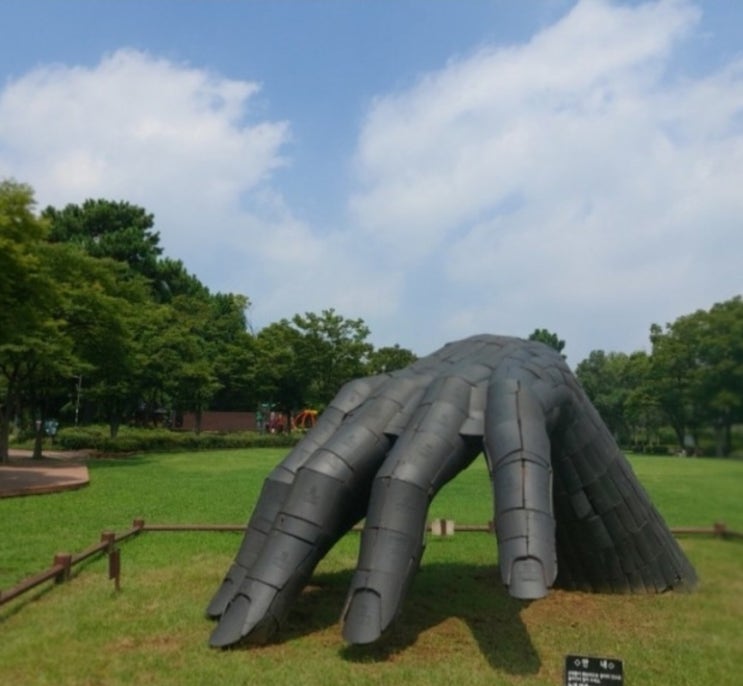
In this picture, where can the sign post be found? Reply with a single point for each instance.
(593, 671)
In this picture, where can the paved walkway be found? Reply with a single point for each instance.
(54, 472)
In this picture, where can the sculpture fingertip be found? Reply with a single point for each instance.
(363, 618)
(527, 580)
(221, 599)
(232, 626)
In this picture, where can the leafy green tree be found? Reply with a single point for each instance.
(601, 375)
(280, 379)
(722, 362)
(104, 228)
(332, 351)
(676, 374)
(548, 338)
(29, 326)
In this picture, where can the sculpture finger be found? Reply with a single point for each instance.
(428, 453)
(517, 448)
(278, 484)
(327, 495)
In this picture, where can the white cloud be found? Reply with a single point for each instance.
(575, 182)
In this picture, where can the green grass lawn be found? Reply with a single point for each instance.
(458, 624)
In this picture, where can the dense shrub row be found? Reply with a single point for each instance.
(129, 440)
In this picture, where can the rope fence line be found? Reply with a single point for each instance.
(61, 569)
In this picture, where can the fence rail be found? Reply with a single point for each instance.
(61, 569)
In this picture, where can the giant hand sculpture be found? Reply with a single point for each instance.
(569, 511)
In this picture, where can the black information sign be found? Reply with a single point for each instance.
(593, 671)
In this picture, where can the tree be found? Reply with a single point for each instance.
(601, 375)
(389, 358)
(548, 338)
(29, 325)
(676, 375)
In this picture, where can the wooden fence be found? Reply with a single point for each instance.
(62, 565)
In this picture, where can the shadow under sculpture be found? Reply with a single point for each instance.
(569, 511)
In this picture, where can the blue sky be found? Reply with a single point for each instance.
(439, 168)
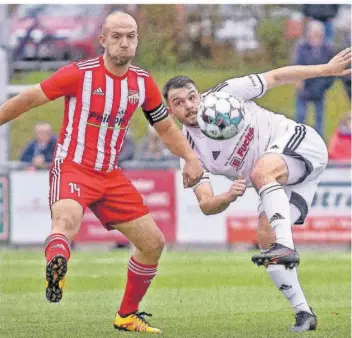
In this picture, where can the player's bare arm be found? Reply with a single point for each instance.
(178, 145)
(292, 74)
(210, 204)
(21, 103)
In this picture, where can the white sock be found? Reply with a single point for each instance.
(287, 282)
(277, 209)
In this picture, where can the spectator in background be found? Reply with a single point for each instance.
(313, 51)
(128, 148)
(324, 14)
(347, 43)
(39, 152)
(340, 143)
(152, 148)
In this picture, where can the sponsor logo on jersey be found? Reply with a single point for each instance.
(133, 96)
(98, 91)
(236, 162)
(284, 287)
(242, 151)
(239, 153)
(215, 154)
(276, 217)
(97, 118)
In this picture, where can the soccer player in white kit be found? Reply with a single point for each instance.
(283, 160)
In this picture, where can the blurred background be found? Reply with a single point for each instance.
(210, 43)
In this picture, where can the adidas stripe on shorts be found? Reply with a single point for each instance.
(306, 156)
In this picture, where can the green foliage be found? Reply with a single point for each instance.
(273, 43)
(157, 37)
(194, 295)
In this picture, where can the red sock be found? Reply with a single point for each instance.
(56, 244)
(139, 277)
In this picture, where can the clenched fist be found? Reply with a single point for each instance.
(237, 188)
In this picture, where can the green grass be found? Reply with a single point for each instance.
(195, 294)
(280, 100)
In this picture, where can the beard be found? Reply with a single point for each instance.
(120, 60)
(186, 122)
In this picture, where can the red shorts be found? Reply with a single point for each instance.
(110, 195)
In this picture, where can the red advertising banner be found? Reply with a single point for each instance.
(158, 190)
(316, 229)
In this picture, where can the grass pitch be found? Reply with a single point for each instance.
(195, 294)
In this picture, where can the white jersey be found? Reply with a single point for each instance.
(261, 127)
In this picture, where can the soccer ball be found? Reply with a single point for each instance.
(220, 116)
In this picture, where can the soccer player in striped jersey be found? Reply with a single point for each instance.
(101, 95)
(283, 160)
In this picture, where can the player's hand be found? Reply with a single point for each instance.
(238, 188)
(338, 64)
(192, 172)
(38, 161)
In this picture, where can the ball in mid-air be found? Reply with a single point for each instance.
(220, 115)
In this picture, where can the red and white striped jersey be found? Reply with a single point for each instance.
(98, 108)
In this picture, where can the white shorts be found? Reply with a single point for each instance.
(306, 156)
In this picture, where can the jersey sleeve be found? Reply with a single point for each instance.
(63, 82)
(246, 88)
(153, 107)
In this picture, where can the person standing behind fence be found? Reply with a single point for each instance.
(39, 152)
(313, 51)
(323, 14)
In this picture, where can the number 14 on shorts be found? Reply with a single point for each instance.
(75, 189)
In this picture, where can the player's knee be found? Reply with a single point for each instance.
(269, 168)
(258, 175)
(156, 246)
(65, 222)
(265, 232)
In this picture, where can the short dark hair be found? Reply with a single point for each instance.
(176, 82)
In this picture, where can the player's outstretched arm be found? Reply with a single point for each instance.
(292, 74)
(21, 103)
(210, 204)
(178, 145)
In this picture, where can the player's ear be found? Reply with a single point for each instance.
(102, 40)
(169, 111)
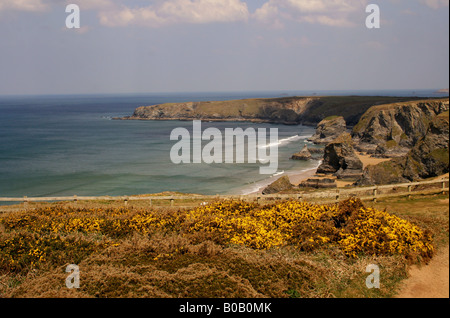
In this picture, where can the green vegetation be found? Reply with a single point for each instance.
(171, 252)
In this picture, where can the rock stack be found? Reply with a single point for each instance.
(304, 154)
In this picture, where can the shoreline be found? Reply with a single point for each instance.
(298, 176)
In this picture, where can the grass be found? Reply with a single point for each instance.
(170, 261)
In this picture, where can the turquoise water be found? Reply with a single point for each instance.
(68, 145)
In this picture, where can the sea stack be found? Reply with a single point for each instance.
(304, 154)
(328, 129)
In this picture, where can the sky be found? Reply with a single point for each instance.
(150, 46)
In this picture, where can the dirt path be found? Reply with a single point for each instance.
(430, 281)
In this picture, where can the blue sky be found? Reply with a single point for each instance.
(221, 45)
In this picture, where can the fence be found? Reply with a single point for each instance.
(324, 196)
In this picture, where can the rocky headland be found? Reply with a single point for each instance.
(328, 129)
(283, 110)
(411, 133)
(392, 130)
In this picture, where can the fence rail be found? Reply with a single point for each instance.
(332, 195)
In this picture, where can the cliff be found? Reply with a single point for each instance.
(340, 159)
(428, 158)
(286, 110)
(391, 130)
(328, 129)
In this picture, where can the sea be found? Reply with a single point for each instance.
(64, 145)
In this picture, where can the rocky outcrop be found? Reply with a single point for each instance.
(317, 183)
(284, 110)
(304, 154)
(392, 130)
(341, 159)
(328, 129)
(428, 158)
(281, 184)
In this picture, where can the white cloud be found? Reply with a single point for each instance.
(435, 4)
(335, 13)
(92, 4)
(22, 5)
(177, 11)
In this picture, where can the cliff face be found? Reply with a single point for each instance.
(392, 130)
(279, 110)
(286, 110)
(428, 158)
(328, 129)
(340, 159)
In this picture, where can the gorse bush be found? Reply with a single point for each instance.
(56, 235)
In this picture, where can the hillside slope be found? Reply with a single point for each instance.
(286, 110)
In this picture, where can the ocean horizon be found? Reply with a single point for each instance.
(58, 145)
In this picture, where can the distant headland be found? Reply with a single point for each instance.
(283, 110)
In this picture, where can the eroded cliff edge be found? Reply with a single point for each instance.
(285, 110)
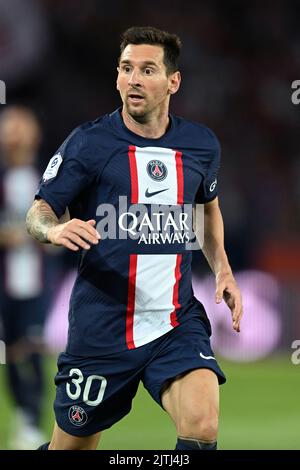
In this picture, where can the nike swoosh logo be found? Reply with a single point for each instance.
(148, 194)
(206, 357)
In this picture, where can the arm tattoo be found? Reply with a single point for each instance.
(40, 218)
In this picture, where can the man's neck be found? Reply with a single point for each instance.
(154, 128)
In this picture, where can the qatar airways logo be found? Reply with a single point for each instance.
(155, 224)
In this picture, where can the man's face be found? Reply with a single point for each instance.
(142, 79)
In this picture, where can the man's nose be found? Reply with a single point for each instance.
(135, 78)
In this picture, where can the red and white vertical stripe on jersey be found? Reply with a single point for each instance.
(152, 297)
(131, 301)
(141, 182)
(133, 175)
(173, 316)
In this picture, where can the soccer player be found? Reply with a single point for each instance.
(130, 176)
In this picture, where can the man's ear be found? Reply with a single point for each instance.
(174, 82)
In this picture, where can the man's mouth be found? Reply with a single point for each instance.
(135, 97)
┄┄┄┄┄┄┄┄┄┄
Task directions: The line that contains "In this picture, where can the distant" begins the part to retype, and the last line of the records above ends it. Retype both and everything between, exactly, without the pictures.

Reply:
In this picture, where can the distant headland be found? Reply with a single point for each instance.
(283, 110)
In this picture, where can the eroded cliff edge be found? Reply with a single point for each instance.
(285, 110)
In this picture, where can the nike swoosh logo be found? Reply with a single point for each instance.
(148, 194)
(206, 357)
In this picture, where can the arm tattoo be found? Reply with a single point for each instance.
(40, 218)
In this picture, where can the man's neck be found? Reply with a single point for each instance.
(154, 128)
In this picture, where can the qatar airways logo be found? Reply with a single point for each instance.
(155, 224)
In this picture, where can the man's face be found? Reply with a single point for each instance.
(142, 79)
In this picture, where can the man's nose be found? Reply with a single point for each instance.
(135, 78)
In this picture, where can the red and white vertical stripe on jersey be found? Reply with a single point for each instance.
(152, 297)
(131, 301)
(141, 182)
(133, 175)
(173, 316)
In this picture, where can the soccer player be found? Reply with a single point for each instance.
(130, 176)
In this picture, where can the man's ear be found? Reply with a single point for each instance.
(174, 82)
In this picture, where can the man's mouth be found? Reply with a single point for each instance.
(135, 97)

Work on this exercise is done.